- Assignment: Give these lines as a JSON list of strings, one string per line, leaving out any blank lines.

- Source data:
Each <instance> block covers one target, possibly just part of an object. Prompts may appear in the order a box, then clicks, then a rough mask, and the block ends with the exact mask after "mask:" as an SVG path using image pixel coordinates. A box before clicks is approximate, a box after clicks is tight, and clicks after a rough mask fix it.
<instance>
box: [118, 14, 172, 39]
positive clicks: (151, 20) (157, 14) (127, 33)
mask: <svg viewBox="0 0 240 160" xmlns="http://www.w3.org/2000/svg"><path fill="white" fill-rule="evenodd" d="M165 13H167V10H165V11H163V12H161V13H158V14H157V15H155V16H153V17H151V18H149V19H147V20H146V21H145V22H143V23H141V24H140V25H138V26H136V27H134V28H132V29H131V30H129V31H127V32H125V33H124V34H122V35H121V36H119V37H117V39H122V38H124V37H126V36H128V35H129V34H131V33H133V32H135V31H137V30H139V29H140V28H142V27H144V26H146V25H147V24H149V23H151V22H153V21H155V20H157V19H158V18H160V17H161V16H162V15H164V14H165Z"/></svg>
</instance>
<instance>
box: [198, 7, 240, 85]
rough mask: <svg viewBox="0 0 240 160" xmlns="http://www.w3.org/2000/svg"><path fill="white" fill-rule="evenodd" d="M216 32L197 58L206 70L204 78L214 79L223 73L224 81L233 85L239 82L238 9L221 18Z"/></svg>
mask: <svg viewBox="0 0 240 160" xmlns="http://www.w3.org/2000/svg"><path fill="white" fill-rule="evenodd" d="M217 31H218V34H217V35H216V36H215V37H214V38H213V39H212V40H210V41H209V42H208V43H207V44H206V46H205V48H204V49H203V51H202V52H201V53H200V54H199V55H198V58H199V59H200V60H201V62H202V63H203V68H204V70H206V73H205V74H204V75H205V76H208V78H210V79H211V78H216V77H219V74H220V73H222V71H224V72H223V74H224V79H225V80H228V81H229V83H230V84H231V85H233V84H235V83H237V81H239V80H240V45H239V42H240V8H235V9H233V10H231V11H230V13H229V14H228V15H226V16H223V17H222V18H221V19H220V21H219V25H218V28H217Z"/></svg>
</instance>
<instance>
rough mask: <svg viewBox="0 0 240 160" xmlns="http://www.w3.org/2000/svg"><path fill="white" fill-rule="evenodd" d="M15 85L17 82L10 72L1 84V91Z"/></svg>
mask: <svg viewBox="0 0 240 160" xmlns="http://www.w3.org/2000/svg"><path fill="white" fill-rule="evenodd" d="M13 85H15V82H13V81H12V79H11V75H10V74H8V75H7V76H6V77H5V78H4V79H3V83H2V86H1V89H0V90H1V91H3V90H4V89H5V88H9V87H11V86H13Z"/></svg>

- Written response:
[
  "Each <instance> block covers one target, possibly just part of an object. Prompts may appear in the order a box, then clicks, then a rough mask, and the block ends with the exact mask after \"mask:\" as an SVG path using image pixel coordinates. A box before clicks is approximate, a box after clicks is tight, and clicks after a rough mask fix it.",
  "<instance>",
  "box: [118, 14, 172, 39]",
  "positive clicks: (151, 20) (157, 14) (127, 33)",
  "mask: <svg viewBox=\"0 0 240 160\" xmlns=\"http://www.w3.org/2000/svg\"><path fill=\"white\" fill-rule=\"evenodd\" d=\"M165 13H167V10H165V11H163V12H161V13H158V14H157V15H155V16H153V17H151V18H149V19H147V20H146V21H145V22H143V23H141V24H140V25H138V26H136V27H134V28H132V29H131V30H129V31H127V32H125V33H124V34H122V35H121V36H119V37H117V39H122V38H124V37H126V36H128V35H129V34H131V33H133V32H135V31H137V30H139V29H140V28H142V27H144V26H146V25H147V24H149V23H151V22H153V21H155V20H157V19H158V18H160V17H161V16H162V15H164V14H165Z\"/></svg>",
  "</instance>",
  "<instance>",
  "box: [198, 7, 240, 85]",
  "rough mask: <svg viewBox=\"0 0 240 160\" xmlns=\"http://www.w3.org/2000/svg\"><path fill=\"white\" fill-rule=\"evenodd\" d=\"M216 32L197 58L206 70L204 78L214 79L223 73L224 81L233 85L239 82L238 9L221 18Z\"/></svg>",
  "mask: <svg viewBox=\"0 0 240 160\" xmlns=\"http://www.w3.org/2000/svg\"><path fill=\"white\" fill-rule=\"evenodd\" d=\"M217 31H218V34H217V35H216V36H215V37H214V38H213V39H212V40H210V41H209V42H208V43H207V44H206V46H205V48H204V49H203V51H202V52H201V53H200V54H199V55H198V58H199V59H200V60H201V62H202V63H203V68H204V70H206V73H205V74H204V75H205V76H208V78H210V79H211V78H216V77H219V74H220V73H222V71H224V72H223V74H224V79H225V80H228V81H229V83H230V84H231V85H233V84H235V83H237V81H239V80H240V45H239V42H240V8H235V9H233V10H231V11H230V13H229V14H228V15H226V16H223V17H222V18H221V19H220V21H219V25H218V28H217Z\"/></svg>",
  "</instance>",
  "<instance>",
  "rough mask: <svg viewBox=\"0 0 240 160\" xmlns=\"http://www.w3.org/2000/svg\"><path fill=\"white\" fill-rule=\"evenodd\" d=\"M15 85L17 82L10 72L1 84V91Z\"/></svg>",
  "mask: <svg viewBox=\"0 0 240 160\" xmlns=\"http://www.w3.org/2000/svg\"><path fill=\"white\" fill-rule=\"evenodd\" d=\"M13 85H15V82H13V81H12V79H11V75H10V74H8V75H7V76H6V77H5V78H4V79H3V83H2V86H1V89H0V90H1V91H3V90H4V89H5V88H9V87H11V86H13Z\"/></svg>"
]